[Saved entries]
----------
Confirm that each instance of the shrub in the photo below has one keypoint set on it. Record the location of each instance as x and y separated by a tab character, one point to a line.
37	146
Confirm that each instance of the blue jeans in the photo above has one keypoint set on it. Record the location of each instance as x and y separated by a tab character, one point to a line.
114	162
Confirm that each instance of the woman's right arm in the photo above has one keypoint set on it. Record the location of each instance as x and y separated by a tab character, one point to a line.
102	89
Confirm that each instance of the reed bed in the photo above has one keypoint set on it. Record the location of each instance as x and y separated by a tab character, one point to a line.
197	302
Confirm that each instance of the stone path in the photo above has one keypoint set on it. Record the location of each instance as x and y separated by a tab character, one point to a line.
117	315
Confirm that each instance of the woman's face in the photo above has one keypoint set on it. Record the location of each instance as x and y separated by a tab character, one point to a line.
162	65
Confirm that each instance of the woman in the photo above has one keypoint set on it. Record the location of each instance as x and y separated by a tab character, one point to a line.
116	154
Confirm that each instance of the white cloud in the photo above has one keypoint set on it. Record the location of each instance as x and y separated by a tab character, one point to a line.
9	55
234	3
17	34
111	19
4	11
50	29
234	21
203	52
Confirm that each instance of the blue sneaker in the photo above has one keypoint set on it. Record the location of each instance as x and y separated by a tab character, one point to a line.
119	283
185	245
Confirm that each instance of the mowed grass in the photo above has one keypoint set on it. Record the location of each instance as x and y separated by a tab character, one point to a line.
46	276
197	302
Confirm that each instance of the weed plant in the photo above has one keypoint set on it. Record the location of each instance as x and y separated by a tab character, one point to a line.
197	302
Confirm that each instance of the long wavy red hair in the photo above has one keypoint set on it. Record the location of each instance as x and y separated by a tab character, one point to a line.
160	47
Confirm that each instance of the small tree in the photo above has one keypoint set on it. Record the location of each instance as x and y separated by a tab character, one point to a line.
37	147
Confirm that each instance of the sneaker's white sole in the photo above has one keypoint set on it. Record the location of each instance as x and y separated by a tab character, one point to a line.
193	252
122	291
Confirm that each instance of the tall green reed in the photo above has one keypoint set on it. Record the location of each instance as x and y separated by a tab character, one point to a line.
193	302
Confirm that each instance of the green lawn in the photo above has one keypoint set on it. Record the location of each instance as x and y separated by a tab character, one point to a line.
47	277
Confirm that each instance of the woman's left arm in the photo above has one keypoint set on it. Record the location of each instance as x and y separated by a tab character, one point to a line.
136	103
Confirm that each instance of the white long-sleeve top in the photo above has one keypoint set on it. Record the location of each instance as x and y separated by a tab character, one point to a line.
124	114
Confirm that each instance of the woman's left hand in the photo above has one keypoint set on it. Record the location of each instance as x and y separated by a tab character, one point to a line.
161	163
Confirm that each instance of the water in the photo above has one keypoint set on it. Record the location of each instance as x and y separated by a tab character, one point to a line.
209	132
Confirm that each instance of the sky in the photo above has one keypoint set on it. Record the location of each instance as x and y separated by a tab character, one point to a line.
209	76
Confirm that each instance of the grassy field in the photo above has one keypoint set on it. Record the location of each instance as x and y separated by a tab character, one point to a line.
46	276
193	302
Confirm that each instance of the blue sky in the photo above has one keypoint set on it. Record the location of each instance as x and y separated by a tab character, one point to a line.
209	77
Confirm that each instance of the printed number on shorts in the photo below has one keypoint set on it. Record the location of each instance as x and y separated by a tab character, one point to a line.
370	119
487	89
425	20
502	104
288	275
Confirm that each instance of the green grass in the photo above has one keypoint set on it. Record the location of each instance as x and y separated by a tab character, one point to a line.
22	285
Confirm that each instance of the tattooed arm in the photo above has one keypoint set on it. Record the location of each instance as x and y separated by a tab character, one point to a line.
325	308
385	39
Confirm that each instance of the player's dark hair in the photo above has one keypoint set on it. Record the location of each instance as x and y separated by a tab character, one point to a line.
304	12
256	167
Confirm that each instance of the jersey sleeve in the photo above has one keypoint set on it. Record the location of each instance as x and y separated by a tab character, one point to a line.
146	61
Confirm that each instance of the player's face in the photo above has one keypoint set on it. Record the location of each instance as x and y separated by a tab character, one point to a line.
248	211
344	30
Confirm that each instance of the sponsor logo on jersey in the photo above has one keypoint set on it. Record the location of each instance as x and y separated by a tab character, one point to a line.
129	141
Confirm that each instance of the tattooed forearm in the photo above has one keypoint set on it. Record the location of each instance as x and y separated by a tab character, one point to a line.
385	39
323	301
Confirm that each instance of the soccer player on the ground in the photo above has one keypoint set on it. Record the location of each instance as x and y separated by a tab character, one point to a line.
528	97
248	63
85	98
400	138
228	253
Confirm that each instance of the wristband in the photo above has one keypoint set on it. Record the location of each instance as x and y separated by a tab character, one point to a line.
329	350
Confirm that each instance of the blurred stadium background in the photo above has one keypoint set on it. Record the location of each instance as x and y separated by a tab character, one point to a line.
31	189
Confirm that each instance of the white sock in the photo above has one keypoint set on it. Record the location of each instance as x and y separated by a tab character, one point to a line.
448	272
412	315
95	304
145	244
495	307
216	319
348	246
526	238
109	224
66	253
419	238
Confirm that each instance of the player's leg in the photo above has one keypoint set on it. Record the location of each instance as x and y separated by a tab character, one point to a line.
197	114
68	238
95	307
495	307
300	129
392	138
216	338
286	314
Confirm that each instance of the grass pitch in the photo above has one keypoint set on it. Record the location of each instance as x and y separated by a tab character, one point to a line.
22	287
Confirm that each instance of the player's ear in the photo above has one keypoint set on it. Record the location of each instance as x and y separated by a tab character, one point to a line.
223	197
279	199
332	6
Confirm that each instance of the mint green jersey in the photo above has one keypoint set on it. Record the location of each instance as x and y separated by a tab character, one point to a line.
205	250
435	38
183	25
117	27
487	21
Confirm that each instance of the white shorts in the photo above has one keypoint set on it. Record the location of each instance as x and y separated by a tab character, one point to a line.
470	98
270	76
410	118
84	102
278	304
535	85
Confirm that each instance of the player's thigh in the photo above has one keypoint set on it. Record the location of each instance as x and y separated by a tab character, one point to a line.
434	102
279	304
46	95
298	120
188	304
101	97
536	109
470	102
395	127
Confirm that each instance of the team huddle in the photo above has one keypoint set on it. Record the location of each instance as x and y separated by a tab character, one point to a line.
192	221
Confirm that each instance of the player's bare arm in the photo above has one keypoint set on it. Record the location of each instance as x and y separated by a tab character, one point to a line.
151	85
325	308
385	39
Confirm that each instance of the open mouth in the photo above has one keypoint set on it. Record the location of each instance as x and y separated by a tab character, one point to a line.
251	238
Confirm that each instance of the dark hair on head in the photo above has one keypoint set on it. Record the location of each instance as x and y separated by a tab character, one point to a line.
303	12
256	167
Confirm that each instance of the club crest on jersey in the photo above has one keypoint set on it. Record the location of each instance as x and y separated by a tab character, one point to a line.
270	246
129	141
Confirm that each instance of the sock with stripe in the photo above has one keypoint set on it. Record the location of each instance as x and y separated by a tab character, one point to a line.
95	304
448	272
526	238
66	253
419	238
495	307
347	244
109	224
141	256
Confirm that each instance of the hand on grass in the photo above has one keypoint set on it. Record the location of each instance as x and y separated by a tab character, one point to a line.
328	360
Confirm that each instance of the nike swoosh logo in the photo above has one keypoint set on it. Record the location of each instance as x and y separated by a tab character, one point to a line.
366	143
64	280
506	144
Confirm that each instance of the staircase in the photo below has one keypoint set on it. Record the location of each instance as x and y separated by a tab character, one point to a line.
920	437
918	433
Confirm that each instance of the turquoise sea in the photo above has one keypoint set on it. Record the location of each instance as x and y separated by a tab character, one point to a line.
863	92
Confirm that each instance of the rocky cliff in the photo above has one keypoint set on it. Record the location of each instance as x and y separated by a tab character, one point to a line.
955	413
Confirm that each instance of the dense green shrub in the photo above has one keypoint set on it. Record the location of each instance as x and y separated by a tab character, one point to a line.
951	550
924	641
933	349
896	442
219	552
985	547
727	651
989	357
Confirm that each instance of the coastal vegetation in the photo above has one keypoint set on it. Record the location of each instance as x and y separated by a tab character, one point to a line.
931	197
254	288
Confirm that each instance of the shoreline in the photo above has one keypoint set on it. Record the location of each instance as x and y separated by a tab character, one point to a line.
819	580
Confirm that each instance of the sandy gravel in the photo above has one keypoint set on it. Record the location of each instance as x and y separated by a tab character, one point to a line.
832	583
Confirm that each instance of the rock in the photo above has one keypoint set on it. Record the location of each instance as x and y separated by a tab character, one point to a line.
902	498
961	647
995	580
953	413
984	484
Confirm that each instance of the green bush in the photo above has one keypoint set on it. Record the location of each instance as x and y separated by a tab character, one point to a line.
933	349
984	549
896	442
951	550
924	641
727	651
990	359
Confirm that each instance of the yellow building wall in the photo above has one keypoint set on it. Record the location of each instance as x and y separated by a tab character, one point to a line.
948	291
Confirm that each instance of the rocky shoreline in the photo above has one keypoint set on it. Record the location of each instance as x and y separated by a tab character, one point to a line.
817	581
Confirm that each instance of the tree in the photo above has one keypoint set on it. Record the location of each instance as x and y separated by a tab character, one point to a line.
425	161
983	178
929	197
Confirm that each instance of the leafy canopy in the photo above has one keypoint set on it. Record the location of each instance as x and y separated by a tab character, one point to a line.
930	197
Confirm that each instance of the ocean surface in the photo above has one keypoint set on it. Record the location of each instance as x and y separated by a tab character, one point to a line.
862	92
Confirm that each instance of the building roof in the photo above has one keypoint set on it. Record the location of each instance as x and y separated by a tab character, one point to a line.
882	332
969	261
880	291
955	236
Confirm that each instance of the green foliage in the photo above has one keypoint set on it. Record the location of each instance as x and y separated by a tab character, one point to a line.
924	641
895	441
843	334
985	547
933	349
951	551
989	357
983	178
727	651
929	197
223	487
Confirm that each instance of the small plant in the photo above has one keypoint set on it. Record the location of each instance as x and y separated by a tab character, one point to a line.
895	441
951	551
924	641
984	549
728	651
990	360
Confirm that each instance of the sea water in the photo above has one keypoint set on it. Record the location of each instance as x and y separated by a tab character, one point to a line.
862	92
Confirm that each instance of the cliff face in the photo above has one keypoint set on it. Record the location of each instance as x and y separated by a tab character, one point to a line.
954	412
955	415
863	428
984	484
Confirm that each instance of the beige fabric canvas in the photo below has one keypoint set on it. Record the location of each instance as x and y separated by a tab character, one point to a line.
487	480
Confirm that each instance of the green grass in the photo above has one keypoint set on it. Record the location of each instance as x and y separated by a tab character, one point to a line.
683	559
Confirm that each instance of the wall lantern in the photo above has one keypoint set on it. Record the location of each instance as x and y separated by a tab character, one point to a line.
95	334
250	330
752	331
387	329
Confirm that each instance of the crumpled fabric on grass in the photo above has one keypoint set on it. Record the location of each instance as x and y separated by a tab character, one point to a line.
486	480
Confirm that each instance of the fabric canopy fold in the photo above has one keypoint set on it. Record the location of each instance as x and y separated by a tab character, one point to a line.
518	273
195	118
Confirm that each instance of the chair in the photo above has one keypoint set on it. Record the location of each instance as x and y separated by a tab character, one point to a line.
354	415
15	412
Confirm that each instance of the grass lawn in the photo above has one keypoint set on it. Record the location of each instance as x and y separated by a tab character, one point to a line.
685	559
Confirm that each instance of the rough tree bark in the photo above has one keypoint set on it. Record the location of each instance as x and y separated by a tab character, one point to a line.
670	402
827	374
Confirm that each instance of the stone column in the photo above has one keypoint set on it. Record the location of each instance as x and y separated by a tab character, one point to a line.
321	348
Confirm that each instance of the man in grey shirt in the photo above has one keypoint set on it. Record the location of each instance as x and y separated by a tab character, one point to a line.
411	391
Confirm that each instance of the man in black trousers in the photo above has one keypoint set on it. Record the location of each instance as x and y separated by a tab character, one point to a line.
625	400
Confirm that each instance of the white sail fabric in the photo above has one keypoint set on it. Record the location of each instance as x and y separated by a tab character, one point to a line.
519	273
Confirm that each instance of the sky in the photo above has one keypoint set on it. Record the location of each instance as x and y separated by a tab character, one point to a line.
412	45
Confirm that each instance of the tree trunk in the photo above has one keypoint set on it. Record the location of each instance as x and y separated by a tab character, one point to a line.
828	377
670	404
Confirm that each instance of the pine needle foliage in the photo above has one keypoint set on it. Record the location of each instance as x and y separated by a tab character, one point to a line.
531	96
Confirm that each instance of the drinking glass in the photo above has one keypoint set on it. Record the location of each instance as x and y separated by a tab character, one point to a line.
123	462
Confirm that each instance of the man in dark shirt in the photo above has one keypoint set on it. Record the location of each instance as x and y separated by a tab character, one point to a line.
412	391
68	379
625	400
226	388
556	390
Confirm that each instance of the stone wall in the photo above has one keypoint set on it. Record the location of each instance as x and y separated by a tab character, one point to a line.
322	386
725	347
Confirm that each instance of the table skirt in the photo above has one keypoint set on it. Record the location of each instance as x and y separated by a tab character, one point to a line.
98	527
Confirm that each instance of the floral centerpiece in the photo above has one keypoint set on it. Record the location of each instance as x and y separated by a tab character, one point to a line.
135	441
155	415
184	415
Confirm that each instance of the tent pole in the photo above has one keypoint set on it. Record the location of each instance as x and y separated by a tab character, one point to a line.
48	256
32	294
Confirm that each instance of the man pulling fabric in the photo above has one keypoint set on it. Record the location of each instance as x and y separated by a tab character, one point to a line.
----------
▶ **Exercise requirements**
The range runs from the line with "Confirm that each instance of the table" to the last line of the entries above, both included. Restate it word for word.

▶ **Answer section**
Confirm that each instance of the table skirt in the photo above has one keypoint set on it. Record the location of each instance as x and y separated by a tab character, one point to a line.
98	527
Confirm that each instance of the floral centerpiece in the photo above has one keypoint set on it. Record the location of each instance as x and y separated by a tab character, one point to a line.
135	441
155	415
184	415
Confirm that each instance of the tent pole in the photo above has one keypoint set on it. Record the location of each instance as x and y separated by a tab character, one point to a line.
48	256
32	294
Confirm that each instance of the man pulling fabric in the photo above has one keypoint set on it. Record the location of each instance as x and y separated by a tab character, one point to a line.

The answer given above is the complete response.